• Dataset excerpts
----------------

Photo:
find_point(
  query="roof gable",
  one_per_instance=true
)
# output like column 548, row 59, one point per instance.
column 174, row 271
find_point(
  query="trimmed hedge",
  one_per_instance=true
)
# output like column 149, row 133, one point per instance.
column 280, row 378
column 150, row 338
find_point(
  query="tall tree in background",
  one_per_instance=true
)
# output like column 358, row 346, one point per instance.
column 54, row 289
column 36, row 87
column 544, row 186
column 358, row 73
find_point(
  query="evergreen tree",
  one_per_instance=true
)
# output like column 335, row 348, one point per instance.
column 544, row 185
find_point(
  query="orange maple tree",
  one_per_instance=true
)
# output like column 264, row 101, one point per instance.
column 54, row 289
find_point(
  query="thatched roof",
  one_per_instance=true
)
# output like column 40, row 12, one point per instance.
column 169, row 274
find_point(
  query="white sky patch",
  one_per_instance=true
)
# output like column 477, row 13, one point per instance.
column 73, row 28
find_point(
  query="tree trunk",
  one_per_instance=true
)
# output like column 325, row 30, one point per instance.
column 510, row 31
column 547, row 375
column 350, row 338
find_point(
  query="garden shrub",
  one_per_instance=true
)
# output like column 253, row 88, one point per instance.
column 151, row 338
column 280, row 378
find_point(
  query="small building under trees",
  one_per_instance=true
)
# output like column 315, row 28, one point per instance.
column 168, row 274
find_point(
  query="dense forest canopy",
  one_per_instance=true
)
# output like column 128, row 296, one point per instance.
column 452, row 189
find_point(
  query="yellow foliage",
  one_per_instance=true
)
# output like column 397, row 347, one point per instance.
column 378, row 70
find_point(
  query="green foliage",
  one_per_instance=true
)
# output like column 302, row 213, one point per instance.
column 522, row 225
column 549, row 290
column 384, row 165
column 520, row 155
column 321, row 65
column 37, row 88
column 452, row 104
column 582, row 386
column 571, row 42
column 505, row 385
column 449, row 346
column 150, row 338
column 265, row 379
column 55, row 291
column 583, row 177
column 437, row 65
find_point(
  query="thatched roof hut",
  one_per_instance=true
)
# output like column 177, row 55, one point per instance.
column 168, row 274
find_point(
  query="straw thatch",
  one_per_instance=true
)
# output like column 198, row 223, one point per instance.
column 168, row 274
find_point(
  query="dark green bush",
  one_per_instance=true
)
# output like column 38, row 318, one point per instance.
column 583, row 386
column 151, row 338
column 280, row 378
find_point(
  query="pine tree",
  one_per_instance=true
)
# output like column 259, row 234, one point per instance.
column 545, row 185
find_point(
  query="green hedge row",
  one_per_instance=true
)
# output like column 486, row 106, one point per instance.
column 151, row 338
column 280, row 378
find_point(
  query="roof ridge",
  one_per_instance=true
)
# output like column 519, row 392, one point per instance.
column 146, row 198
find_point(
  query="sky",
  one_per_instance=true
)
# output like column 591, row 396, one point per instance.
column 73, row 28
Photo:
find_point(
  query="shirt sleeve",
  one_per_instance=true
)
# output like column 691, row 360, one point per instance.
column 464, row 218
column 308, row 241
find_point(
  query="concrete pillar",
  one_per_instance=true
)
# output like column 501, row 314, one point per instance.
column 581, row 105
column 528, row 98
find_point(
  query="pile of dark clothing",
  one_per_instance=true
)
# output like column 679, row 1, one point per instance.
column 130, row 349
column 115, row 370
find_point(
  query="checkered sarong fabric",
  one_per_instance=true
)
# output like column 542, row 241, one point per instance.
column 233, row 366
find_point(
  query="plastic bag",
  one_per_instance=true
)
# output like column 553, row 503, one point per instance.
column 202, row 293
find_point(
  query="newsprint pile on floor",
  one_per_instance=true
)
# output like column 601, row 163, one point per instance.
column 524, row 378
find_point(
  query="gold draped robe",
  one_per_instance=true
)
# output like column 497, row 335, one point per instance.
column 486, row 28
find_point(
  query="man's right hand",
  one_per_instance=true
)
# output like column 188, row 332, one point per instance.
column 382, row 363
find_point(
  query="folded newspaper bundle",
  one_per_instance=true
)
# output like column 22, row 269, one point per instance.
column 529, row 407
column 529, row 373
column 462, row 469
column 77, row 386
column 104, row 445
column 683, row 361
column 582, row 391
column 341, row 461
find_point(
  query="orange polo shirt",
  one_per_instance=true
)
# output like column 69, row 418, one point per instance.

----------------

• What you have to do
Put every line of the items above into a Markdown table with the columns No. and Text, numbering each row and omitting blank lines.

• Solution to the problem
| No. | Text |
|---|---|
| 1 | Photo: |
| 2 | find_point( |
| 3 |   query="roof gable", |
| 4 |   one_per_instance=true |
| 5 | ) |
| 6 | # output like column 548, row 59, one point per instance. |
| 7 | column 174, row 271 |
| 8 | find_point( |
| 9 |   query="trimmed hedge", |
| 10 |   one_per_instance=true |
| 11 | ) |
| 12 | # output like column 149, row 133, one point per instance. |
| 13 | column 280, row 378 |
| 14 | column 150, row 338 |
| 15 | find_point( |
| 16 |   query="tall tree in background", |
| 17 |   one_per_instance=true |
| 18 | ) |
| 19 | # output like column 358, row 346, one point per instance. |
| 20 | column 54, row 289 |
| 21 | column 36, row 87 |
| 22 | column 544, row 186 |
| 23 | column 358, row 73 |
| 24 | find_point( |
| 25 |   query="evergreen tree", |
| 26 |   one_per_instance=true |
| 27 | ) |
| 28 | # output like column 335, row 348, one point per instance. |
| 29 | column 544, row 185 |
| 30 | find_point( |
| 31 |   query="orange maple tree", |
| 32 |   one_per_instance=true |
| 33 | ) |
| 34 | # output like column 264, row 101, one point per instance. |
| 35 | column 54, row 289 |
| 36 | find_point( |
| 37 |   query="thatched roof", |
| 38 |   one_per_instance=true |
| 39 | ) |
| 40 | # output like column 40, row 12, one point per instance. |
| 41 | column 169, row 274 |
| 42 | find_point( |
| 43 |   query="white sky patch", |
| 44 |   one_per_instance=true |
| 45 | ) |
| 46 | # output like column 477, row 13, one point per instance. |
| 47 | column 73, row 28 |
| 48 | find_point( |
| 49 |   query="tree trunk", |
| 50 |   one_per_instance=true |
| 51 | ) |
| 52 | # output like column 325, row 30, one point per instance. |
| 53 | column 510, row 31 |
| 54 | column 547, row 375 |
| 55 | column 350, row 338 |
| 56 | find_point( |
| 57 |   query="garden shrub", |
| 58 |   one_per_instance=true |
| 59 | ) |
| 60 | # output like column 253, row 88, one point per instance. |
| 61 | column 151, row 338 |
| 62 | column 280, row 378 |
| 63 | find_point( |
| 64 |   query="small building under trees", |
| 65 |   one_per_instance=true |
| 66 | ) |
| 67 | # output like column 315, row 28, one point per instance. |
| 68 | column 168, row 274 |
| 69 | find_point( |
| 70 |   query="dense forest canopy", |
| 71 |   one_per_instance=true |
| 72 | ) |
| 73 | # output like column 128, row 296, one point per instance. |
| 74 | column 452, row 189 |
| 75 | find_point( |
| 76 |   query="yellow foliage", |
| 77 |   one_per_instance=true |
| 78 | ) |
| 79 | # output like column 397, row 347, one point per instance. |
| 80 | column 378, row 70 |
| 81 | find_point( |
| 82 |   query="green foliage", |
| 83 |   one_per_instance=true |
| 84 | ) |
| 85 | # output like column 302, row 213, one point per instance. |
| 86 | column 522, row 225 |
| 87 | column 549, row 290 |
| 88 | column 384, row 165 |
| 89 | column 520, row 155 |
| 90 | column 321, row 65 |
| 91 | column 37, row 88 |
| 92 | column 452, row 104 |
| 93 | column 582, row 386 |
| 94 | column 571, row 42 |
| 95 | column 505, row 385 |
| 96 | column 449, row 346 |
| 97 | column 150, row 338 |
| 98 | column 265, row 379 |
| 99 | column 55, row 291 |
| 100 | column 583, row 177 |
| 101 | column 437, row 65 |
| 102 | find_point( |
| 103 |   query="thatched roof hut", |
| 104 |   one_per_instance=true |
| 105 | ) |
| 106 | # output like column 177, row 55, one point per instance. |
| 107 | column 168, row 274 |
| 108 | find_point( |
| 109 |   query="straw thatch", |
| 110 |   one_per_instance=true |
| 111 | ) |
| 112 | # output like column 198, row 223, one point per instance. |
| 113 | column 168, row 274 |
| 114 | find_point( |
| 115 |   query="dark green bush", |
| 116 |   one_per_instance=true |
| 117 | ) |
| 118 | # output like column 38, row 318, one point per instance. |
| 119 | column 583, row 386 |
| 120 | column 151, row 338 |
| 121 | column 280, row 378 |
| 122 | find_point( |
| 123 |   query="pine tree", |
| 124 |   one_per_instance=true |
| 125 | ) |
| 126 | # output like column 259, row 234, one point per instance. |
| 127 | column 545, row 185 |
| 128 | find_point( |
| 129 |   query="green hedge row", |
| 130 |   one_per_instance=true |
| 131 | ) |
| 132 | # output like column 486, row 106, one point per instance. |
| 133 | column 151, row 338 |
| 134 | column 280, row 378 |
| 135 | find_point( |
| 136 |   query="roof ridge", |
| 137 |   one_per_instance=true |
| 138 | ) |
| 139 | # output like column 519, row 392, one point per instance. |
| 140 | column 146, row 198 |
| 141 | find_point( |
| 142 |   query="sky", |
| 143 |   one_per_instance=true |
| 144 | ) |
| 145 | # output like column 591, row 396, one point per instance. |
| 146 | column 73, row 28 |
| 147 | Photo: |
| 148 | find_point( |
| 149 |   query="shirt sleeve", |
| 150 |   one_per_instance=true |
| 151 | ) |
| 152 | # output like column 691, row 360, one point per instance. |
| 153 | column 464, row 218 |
| 154 | column 308, row 241 |
| 155 | find_point( |
| 156 |   query="concrete pillar", |
| 157 |   one_per_instance=true |
| 158 | ) |
| 159 | # output like column 501, row 314, one point per instance. |
| 160 | column 581, row 105 |
| 161 | column 528, row 98 |
| 162 | find_point( |
| 163 |   query="pile of dark clothing", |
| 164 |   one_per_instance=true |
| 165 | ) |
| 166 | # output like column 679, row 1, one point per instance. |
| 167 | column 130, row 349 |
| 168 | column 115, row 370 |
| 169 | find_point( |
| 170 |   query="checkered sarong fabric", |
| 171 |   one_per_instance=true |
| 172 | ) |
| 173 | # output like column 542, row 241, one point per instance. |
| 174 | column 233, row 366 |
| 175 | find_point( |
| 176 |   query="plastic bag", |
| 177 |   one_per_instance=true |
| 178 | ) |
| 179 | # output like column 553, row 503, one point per instance. |
| 180 | column 202, row 293 |
| 181 | find_point( |
| 182 |   query="newsprint pile on floor", |
| 183 |   one_per_instance=true |
| 184 | ) |
| 185 | # output like column 601, row 163, one point per instance. |
| 186 | column 524, row 378 |
| 187 | find_point( |
| 188 |   query="gold draped robe", |
| 189 |   one_per_instance=true |
| 190 | ) |
| 191 | # output like column 497, row 335, one point per instance. |
| 192 | column 486, row 28 |
| 193 | find_point( |
| 194 |   query="man's right hand", |
| 195 |   one_per_instance=true |
| 196 | ) |
| 197 | # output like column 188, row 332, one point per instance. |
| 198 | column 382, row 363 |
| 199 | find_point( |
| 200 |   query="folded newspaper bundle", |
| 201 |   one_per_instance=true |
| 202 | ) |
| 203 | # output like column 22, row 269, one point per instance. |
| 204 | column 529, row 407 |
| 205 | column 529, row 373 |
| 206 | column 462, row 469 |
| 207 | column 77, row 386 |
| 208 | column 104, row 445 |
| 209 | column 683, row 361 |
| 210 | column 582, row 391 |
| 211 | column 341, row 461 |
| 212 | find_point( |
| 213 |   query="orange polo shirt", |
| 214 |   one_per_instance=true |
| 215 | ) |
| 216 | # output like column 69, row 418, one point per instance. |